Assigned task: Output only the stretch of the listing that starts at the line containing "160, row 535." and ends at the line containing "736, row 171.", reproduced exactly with both ends.

——

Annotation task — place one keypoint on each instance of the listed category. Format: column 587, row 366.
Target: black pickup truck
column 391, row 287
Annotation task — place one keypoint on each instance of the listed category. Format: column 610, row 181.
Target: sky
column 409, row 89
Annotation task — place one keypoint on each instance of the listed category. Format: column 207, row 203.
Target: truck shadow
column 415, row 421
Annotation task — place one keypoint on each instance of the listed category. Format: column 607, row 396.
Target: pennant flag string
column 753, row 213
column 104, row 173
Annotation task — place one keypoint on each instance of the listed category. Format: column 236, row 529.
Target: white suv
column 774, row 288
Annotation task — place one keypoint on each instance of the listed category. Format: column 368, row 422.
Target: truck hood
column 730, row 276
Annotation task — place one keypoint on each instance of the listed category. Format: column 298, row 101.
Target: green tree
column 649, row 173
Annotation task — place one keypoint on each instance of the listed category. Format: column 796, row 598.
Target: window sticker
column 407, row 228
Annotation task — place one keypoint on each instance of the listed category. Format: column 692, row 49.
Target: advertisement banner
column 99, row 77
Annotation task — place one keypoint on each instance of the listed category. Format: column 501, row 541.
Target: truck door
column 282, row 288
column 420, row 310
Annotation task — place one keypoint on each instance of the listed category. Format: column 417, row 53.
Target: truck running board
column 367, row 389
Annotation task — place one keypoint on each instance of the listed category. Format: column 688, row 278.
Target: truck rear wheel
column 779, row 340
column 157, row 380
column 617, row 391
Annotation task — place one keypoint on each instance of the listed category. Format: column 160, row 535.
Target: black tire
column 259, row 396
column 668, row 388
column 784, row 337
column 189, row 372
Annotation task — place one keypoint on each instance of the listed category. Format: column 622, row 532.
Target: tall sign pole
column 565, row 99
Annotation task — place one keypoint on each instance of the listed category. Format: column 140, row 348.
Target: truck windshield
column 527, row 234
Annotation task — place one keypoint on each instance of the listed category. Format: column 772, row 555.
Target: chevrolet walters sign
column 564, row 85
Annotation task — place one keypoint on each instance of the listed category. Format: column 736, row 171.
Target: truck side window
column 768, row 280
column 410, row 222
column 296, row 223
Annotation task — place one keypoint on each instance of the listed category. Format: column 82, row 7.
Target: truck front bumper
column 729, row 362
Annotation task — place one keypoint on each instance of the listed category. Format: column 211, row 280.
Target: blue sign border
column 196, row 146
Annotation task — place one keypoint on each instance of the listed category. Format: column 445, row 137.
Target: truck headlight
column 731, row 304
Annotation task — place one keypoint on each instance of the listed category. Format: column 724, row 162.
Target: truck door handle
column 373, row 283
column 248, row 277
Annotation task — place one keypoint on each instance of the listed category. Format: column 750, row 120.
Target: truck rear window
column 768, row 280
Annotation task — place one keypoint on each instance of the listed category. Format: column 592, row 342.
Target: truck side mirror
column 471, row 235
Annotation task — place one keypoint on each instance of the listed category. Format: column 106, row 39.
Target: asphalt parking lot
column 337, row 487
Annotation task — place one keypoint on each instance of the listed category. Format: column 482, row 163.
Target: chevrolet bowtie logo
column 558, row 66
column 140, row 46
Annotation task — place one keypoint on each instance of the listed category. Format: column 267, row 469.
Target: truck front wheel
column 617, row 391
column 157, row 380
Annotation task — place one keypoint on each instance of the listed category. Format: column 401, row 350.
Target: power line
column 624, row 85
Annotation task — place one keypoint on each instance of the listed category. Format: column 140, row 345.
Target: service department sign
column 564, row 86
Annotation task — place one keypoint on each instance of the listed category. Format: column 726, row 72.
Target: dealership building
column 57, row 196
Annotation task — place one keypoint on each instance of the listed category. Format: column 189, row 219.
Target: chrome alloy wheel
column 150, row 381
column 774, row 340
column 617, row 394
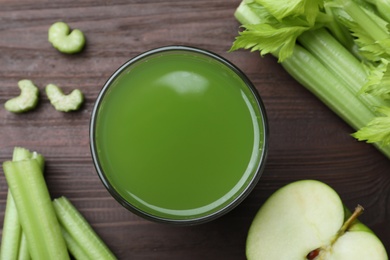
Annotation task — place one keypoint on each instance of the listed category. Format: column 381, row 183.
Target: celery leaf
column 268, row 39
column 376, row 131
column 378, row 83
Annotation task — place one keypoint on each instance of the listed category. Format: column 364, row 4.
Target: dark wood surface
column 307, row 141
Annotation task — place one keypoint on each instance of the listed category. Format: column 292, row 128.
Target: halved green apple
column 307, row 220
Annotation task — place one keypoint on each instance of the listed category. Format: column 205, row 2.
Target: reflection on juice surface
column 179, row 135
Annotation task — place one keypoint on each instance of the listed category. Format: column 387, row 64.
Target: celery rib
column 12, row 237
column 11, row 231
column 35, row 209
column 80, row 230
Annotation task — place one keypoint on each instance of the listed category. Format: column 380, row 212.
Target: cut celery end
column 80, row 230
column 35, row 209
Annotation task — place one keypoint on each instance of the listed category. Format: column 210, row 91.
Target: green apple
column 307, row 220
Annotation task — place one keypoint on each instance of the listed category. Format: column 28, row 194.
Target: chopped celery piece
column 62, row 102
column 27, row 100
column 65, row 40
column 80, row 230
column 35, row 209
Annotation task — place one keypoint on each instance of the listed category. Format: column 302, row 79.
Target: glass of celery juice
column 179, row 135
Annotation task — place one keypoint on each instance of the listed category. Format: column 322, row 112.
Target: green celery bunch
column 338, row 49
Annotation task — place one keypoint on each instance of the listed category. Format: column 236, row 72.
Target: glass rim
column 251, row 181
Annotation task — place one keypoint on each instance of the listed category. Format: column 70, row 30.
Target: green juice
column 178, row 135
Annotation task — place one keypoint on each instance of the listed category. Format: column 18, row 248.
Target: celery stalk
column 341, row 63
column 80, row 230
column 23, row 254
column 323, row 65
column 35, row 209
column 12, row 232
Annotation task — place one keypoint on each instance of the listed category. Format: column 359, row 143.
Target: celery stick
column 35, row 209
column 341, row 63
column 11, row 237
column 328, row 88
column 11, row 231
column 23, row 254
column 74, row 248
column 80, row 230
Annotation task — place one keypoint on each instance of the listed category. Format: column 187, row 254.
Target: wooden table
column 307, row 141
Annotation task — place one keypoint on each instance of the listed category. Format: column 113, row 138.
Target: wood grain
column 307, row 141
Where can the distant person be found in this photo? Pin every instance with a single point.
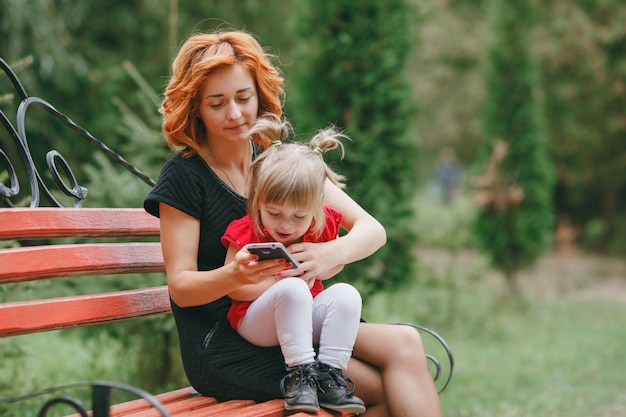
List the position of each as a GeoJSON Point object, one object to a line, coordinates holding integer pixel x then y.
{"type": "Point", "coordinates": [285, 204]}
{"type": "Point", "coordinates": [448, 174]}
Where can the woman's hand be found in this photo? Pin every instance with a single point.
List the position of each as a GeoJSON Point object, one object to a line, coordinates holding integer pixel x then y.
{"type": "Point", "coordinates": [249, 270]}
{"type": "Point", "coordinates": [317, 260]}
{"type": "Point", "coordinates": [252, 275]}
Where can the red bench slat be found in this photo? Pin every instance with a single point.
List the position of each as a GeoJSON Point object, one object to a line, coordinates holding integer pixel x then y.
{"type": "Point", "coordinates": [24, 317]}
{"type": "Point", "coordinates": [51, 261]}
{"type": "Point", "coordinates": [25, 223]}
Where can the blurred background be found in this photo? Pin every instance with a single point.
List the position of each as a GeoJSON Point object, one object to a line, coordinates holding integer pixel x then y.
{"type": "Point", "coordinates": [488, 137]}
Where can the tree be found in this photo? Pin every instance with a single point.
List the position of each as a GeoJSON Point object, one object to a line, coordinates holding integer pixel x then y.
{"type": "Point", "coordinates": [515, 220]}
{"type": "Point", "coordinates": [351, 71]}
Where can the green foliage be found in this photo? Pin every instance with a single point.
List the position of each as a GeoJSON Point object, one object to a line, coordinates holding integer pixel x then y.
{"type": "Point", "coordinates": [351, 72]}
{"type": "Point", "coordinates": [582, 47]}
{"type": "Point", "coordinates": [538, 356]}
{"type": "Point", "coordinates": [515, 234]}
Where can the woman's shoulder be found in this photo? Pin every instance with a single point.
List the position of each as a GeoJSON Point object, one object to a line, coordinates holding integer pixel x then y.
{"type": "Point", "coordinates": [180, 185]}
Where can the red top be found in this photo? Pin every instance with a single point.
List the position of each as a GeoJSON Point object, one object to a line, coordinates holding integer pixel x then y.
{"type": "Point", "coordinates": [241, 232]}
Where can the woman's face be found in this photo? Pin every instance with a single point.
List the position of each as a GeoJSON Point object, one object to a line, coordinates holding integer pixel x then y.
{"type": "Point", "coordinates": [229, 104]}
{"type": "Point", "coordinates": [284, 223]}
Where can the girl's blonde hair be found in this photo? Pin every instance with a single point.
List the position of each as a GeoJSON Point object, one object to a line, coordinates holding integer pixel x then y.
{"type": "Point", "coordinates": [291, 173]}
{"type": "Point", "coordinates": [199, 57]}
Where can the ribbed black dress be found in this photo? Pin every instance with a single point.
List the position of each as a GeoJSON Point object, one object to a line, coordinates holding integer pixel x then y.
{"type": "Point", "coordinates": [218, 362]}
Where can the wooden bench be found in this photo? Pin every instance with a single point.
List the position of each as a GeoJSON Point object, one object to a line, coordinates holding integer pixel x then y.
{"type": "Point", "coordinates": [103, 241]}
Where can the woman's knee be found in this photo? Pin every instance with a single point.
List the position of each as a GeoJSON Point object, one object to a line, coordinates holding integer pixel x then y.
{"type": "Point", "coordinates": [406, 341]}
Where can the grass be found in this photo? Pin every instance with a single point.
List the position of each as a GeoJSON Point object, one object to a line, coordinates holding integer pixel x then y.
{"type": "Point", "coordinates": [557, 355]}
{"type": "Point", "coordinates": [535, 355]}
{"type": "Point", "coordinates": [537, 358]}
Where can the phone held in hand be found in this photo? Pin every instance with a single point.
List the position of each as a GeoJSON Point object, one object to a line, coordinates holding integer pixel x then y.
{"type": "Point", "coordinates": [271, 250]}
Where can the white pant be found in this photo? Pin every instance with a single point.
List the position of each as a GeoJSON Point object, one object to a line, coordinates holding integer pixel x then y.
{"type": "Point", "coordinates": [287, 315]}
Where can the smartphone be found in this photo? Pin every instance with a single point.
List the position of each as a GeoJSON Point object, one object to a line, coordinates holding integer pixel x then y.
{"type": "Point", "coordinates": [271, 250]}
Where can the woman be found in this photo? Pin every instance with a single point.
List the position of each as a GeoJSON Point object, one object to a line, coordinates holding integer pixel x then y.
{"type": "Point", "coordinates": [221, 83]}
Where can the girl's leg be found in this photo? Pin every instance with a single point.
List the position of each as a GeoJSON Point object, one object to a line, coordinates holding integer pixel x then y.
{"type": "Point", "coordinates": [336, 316]}
{"type": "Point", "coordinates": [282, 316]}
{"type": "Point", "coordinates": [398, 353]}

——

Result of the task:
Annotation task — place one keypoint on each instance of the listed category. Format: column 160, row 535.
Target: black tire
column 259, row 396
column 668, row 388
column 784, row 337
column 189, row 372
Annotation task — place one keypoint on each instance of the listed category. Format: column 622, row 532.
Target: tall sign pole
column 565, row 99
Annotation task — place one keypoint on each instance of the listed category. Format: column 140, row 348.
Target: truck windshield
column 527, row 234
Annotation task — place one keypoint on each instance of the listed category. Format: column 772, row 555.
Target: chevrolet walters sign
column 564, row 85
Annotation task — place one keypoint on each instance of the listed category. Format: column 736, row 171.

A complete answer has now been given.